__Text passage__
━━━━━━━━━━━━━━━━━━━━
# Import Libraries needed by this notebook

In [None]:
import numpy as np
import pandas as pd

In [None]:
pd.__version__

# Series Object


*   A pandas Series is a one-dimensional labelled array.
*   A Series combines the best features of a list and a dictionary.
*   A Series maintains a single collection of ordered values (i.e. a single column of data).
*   We can assign each value an identifier, which does not have to be unique.





In [None]:
A = pd.Series([2,5,7,9,11], index=["a", "b","c","d","e"])
print(type(A))
print(A)
print(type(A.values))
print(A.values)
print(type(A.index))
print(A.index)
print(A["a"])
print(A["a":"c"])

# Create Series Object from Dictionary


*   The keys becomes identifiers and value becomes the items of the list.



In [None]:
grades_dic = { "A": 4, "A-": 3.5, "B": 3, "B-": 2.5, "C": 2}
marks_dic = { "A": 85, "A-": 80, "B": 75, "B-": 70, "C": 65}

grades_series = pd.Series(grades_dic)
marks_series = pd.Series(marks_dic)

print(grades_series)
print(marks_series)

# Intro to Series Methods



*   Sum
*   Product
*   Mean
*   std - Standard Deviation

> Standard deviation is a measure of how spread out values are in a dataset.
> *   Low standard deviation → values are close to the average
> *   High standard deviation → values are widely spread out

> Think of Standard deviation as the “typical distance” of data points from the mean.

> #### Formal definition
Standard deviation is the square root of the variance.

> #### Why use it?
> *   Understand variability in data
> *   Compare consistency (e.g., test scores, sales, sensor readings)
> *   Core to statistics, machine learning, and data analysis


> #### Rule of thumb (normal distribution)
━━━━━━━━━━━━━━━━━━━━
__Data block__
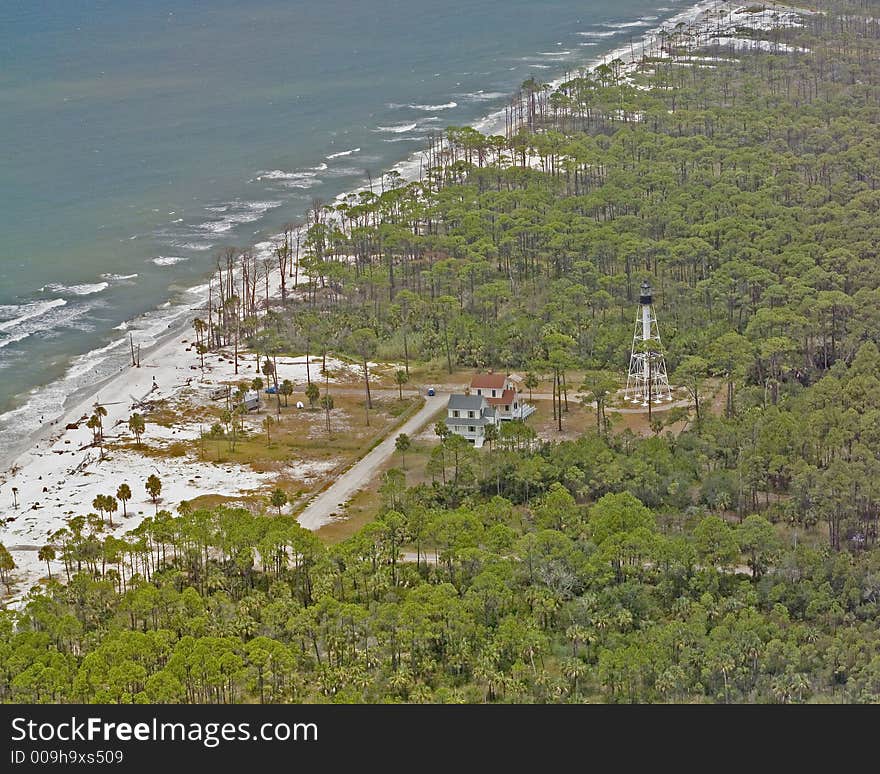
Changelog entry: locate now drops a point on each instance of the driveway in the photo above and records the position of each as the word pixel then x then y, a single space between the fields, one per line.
pixel 318 512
━━━━━━━━━━━━━━━━━━━━
__Problems to solve__
1. Answer these questions using the pandas notebook on Series objects, each on its own line:
(a) How does the notebook define a pandas Series?
(b) When a Series is created from a dictionary, what becomes the identifiers?
(c) According to the formal definition, standard deviation is the square root of what?
2. Translate this sentence from the pandas notebook on Series objects into French: "Standard deviation is a measure of how spread out values are in a dataset."
3. Proceed with the pandas notebook on Series objects from its final heading, "Rule of thumb (normal distribution)", onward.

__Final results__
1.
(a) A one-dimensional labelled array.
(b) The keys.
(c) The variance.

2. L'écart type est une mesure de la dispersion des valeurs dans un jeu de données.

3.
> *   ~68% of values lie within ±1 std dev of the mean
> *   ~95% within ±2 std dev
> *   ~99.7% within ±3 std dev

In [None]:
prices = pd.Series([2.99, 4.45, 1.36])

print("-------The Series-------")
print(prices)

print("-------The sum-------")
print(prices.sum())

print("-------The product-------")
print(prices.product())

print("-------The Means-------")
print(prices.mean())

print("-------The Standard Deviation-------")
print(prices.std())

# Intro to Attributes

*   An attribute is a piece of data that lives on an object.
*   An attribute is a fact, a detail, a characteristic of the object.
*   Access an attribute with object.attribute syntax.


In [None]:
adjectives = pd.Series(["Smart","Handsome", "Charming", "Brilliant", "Humble", "Smart"])
print(f"No Duplication: {adjectives.is_unique}")
print(f"Values: {adjectives.values}")
print(f"Index: {adjectives.index}")

# Import Series with the pd.read_csv Function

*   Pandas ships with many different read_ functions for different types of files.
*   The read_csv function accepts many different parameters. The first one specifies the file name/path.
*   The read_csv function will import the dataset as a DataFrame, a 2-dimensional table.
*   The usecols parameter accepts a list of the column(s) to import.
*   The squeeze method converts a DataFrame to a Series.


In [None]:
pokeman_data = pd.read_csv("/content/sample_data/pokemon.csv")
print(type(pokeman_data))
print(pokeman_data)
print("------------------------------")
pokeman_data = pd.read_csv("/content/sample_data/pokemon.csv", usecols=["Pokemon"])
print(type(pokeman_data))
print(pokeman_data)
print("------------Squeeze only works if dataframe has one column------------------")
pokeman_data = pd.read_csv("/content/sample_data/pokemon.csv", usecols=["Pokemon"]).squeeze('columns')
print(type(pokeman_data))
print(pokeman_data)

In [None]:
google_data = pd.read_csv("/content/sample_data/google_stock_price.csv")
print(type(google_data))
print(google_data)
print("------------------------------")
google_data = pd.read_csv("/content/sample_data/google_stock_price.csv", usecols=["Stock Price"])
print(type(google_data))
print(google_data)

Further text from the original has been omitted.